§ Brief
How many lines in the rows below contain the word "water"? Reply with the number alone.

§ Data provided
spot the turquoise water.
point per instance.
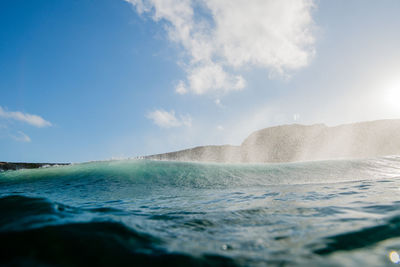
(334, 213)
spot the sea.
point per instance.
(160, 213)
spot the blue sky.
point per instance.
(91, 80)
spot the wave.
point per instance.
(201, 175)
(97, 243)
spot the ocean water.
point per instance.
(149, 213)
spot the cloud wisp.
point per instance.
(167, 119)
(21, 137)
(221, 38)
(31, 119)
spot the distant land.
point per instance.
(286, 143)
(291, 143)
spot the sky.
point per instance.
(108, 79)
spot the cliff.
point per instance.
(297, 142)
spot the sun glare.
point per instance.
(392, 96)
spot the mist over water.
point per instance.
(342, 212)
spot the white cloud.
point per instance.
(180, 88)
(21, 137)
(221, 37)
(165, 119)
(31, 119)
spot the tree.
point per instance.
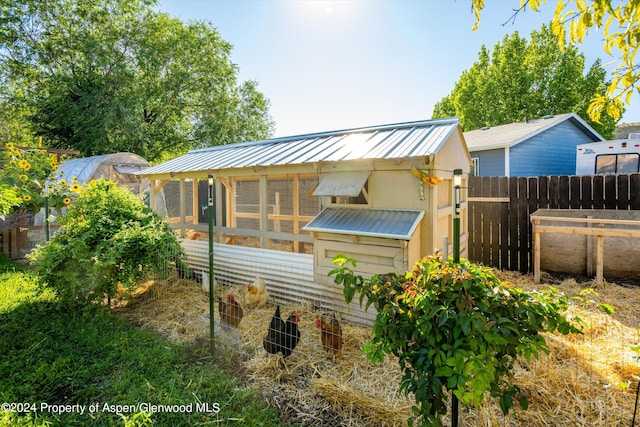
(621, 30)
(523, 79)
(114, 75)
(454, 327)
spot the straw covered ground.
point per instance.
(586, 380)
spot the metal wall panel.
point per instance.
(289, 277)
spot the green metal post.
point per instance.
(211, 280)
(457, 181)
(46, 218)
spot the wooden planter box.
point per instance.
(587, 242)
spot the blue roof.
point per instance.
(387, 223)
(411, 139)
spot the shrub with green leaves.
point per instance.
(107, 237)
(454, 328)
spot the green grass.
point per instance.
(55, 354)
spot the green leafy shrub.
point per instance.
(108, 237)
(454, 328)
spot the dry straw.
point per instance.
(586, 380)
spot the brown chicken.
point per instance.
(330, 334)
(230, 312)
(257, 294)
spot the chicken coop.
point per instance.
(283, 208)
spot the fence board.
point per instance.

--

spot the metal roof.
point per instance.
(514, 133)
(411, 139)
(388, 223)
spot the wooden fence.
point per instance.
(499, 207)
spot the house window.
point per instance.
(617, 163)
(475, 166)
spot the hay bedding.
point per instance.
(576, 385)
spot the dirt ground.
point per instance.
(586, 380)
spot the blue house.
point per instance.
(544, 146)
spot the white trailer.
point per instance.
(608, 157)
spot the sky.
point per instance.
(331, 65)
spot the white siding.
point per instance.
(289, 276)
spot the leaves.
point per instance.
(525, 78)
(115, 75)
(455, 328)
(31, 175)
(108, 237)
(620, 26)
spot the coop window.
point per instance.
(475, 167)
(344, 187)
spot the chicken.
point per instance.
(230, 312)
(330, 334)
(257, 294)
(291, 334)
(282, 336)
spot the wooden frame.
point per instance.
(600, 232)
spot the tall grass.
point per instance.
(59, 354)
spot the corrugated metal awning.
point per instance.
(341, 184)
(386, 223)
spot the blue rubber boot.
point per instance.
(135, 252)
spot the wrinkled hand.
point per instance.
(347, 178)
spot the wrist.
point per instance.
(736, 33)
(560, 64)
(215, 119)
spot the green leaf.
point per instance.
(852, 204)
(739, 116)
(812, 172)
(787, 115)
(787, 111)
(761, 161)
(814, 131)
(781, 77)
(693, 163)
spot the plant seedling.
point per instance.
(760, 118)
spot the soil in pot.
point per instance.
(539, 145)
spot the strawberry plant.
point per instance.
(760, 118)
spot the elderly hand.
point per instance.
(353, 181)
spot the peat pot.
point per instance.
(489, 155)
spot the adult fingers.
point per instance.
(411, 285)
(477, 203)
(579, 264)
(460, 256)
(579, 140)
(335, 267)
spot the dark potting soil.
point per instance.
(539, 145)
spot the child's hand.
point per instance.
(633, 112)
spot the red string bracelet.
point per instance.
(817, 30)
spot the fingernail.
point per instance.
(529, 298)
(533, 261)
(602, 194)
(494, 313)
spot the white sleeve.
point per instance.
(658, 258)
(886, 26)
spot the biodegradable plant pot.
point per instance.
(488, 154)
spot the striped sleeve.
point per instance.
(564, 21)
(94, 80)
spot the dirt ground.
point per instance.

§ Task solution
3